WORK REQUEST:
Count how many lines in this material contain "rock". The answer is that number alone.

SOURCE DATA:
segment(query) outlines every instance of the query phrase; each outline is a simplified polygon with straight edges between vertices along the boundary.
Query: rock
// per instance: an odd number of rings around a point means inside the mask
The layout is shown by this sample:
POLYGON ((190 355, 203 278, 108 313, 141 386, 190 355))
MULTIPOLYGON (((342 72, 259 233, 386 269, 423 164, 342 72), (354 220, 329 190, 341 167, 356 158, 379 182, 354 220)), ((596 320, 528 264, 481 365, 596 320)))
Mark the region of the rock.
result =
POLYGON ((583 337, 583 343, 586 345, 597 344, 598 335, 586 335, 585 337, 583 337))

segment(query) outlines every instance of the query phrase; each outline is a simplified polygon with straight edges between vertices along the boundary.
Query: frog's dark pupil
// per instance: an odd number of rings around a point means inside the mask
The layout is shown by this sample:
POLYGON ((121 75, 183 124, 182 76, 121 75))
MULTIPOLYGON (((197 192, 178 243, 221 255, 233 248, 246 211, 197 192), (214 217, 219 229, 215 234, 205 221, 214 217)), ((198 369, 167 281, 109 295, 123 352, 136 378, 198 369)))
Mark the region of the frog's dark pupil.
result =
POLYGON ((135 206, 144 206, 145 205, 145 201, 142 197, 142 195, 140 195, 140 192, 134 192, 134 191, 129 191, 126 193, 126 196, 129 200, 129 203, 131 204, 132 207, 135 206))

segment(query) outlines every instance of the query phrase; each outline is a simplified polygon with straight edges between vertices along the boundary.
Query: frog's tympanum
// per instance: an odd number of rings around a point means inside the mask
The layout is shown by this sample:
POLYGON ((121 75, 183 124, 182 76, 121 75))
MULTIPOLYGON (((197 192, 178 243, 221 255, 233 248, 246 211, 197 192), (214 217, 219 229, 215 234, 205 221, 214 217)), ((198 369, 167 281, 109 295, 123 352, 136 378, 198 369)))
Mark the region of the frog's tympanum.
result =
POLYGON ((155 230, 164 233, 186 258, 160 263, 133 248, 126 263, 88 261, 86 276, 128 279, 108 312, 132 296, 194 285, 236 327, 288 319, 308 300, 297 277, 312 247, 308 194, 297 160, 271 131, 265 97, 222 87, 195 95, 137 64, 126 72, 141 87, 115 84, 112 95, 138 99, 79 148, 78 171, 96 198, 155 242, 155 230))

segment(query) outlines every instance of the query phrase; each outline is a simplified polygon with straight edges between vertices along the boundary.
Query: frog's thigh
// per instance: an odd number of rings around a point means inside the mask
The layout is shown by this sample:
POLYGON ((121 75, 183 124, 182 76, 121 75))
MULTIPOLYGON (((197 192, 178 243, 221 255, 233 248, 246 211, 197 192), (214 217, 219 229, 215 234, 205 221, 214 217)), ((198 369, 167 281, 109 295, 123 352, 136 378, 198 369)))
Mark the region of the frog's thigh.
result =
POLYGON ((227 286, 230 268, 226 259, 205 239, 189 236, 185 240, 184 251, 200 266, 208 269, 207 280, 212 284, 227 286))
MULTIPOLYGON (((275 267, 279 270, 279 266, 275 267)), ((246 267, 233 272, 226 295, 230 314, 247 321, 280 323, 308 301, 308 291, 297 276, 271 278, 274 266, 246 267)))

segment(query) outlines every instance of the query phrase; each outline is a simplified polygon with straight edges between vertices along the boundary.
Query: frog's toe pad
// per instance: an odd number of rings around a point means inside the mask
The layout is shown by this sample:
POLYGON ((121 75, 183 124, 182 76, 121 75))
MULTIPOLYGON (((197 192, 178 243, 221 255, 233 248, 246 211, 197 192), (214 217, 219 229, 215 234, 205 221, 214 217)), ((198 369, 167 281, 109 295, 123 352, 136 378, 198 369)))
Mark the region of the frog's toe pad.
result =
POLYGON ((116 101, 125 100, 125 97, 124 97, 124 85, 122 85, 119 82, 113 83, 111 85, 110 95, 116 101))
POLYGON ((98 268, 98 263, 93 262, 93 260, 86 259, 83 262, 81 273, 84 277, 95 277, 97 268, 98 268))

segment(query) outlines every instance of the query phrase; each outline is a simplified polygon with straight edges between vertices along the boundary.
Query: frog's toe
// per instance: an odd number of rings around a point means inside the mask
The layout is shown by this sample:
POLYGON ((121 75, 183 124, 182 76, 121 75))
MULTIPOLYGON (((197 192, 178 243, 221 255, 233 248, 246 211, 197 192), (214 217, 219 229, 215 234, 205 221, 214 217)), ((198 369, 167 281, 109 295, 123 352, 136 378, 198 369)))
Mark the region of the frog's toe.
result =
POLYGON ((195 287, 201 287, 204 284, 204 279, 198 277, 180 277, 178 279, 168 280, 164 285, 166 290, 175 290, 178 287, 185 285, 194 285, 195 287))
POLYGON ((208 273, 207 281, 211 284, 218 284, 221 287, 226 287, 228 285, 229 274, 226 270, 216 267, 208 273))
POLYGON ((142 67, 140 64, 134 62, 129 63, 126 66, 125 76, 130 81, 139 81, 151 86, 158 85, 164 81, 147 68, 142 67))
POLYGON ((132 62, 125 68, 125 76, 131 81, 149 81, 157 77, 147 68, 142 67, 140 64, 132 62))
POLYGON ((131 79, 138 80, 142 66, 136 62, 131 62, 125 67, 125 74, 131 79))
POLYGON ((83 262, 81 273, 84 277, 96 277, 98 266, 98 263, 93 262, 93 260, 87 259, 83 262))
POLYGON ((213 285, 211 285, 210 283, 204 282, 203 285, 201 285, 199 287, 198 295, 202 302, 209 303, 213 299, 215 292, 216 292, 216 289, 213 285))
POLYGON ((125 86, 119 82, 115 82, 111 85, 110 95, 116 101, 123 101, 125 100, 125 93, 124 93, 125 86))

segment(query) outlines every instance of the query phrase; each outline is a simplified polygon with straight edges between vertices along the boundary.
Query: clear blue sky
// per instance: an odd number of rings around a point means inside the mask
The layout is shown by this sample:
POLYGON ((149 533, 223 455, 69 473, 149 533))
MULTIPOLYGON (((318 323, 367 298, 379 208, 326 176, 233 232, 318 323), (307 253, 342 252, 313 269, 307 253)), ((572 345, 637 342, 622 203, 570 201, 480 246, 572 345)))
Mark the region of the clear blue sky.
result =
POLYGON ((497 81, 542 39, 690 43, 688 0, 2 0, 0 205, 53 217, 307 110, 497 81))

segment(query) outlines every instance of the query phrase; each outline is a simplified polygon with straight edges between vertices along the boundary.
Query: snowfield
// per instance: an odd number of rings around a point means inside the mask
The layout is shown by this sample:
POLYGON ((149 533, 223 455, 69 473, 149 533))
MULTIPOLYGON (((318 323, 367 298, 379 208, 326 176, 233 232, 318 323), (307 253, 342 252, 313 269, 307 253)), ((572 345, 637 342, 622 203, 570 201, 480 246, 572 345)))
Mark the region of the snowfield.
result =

REPLY TO THE EXERCISE:
2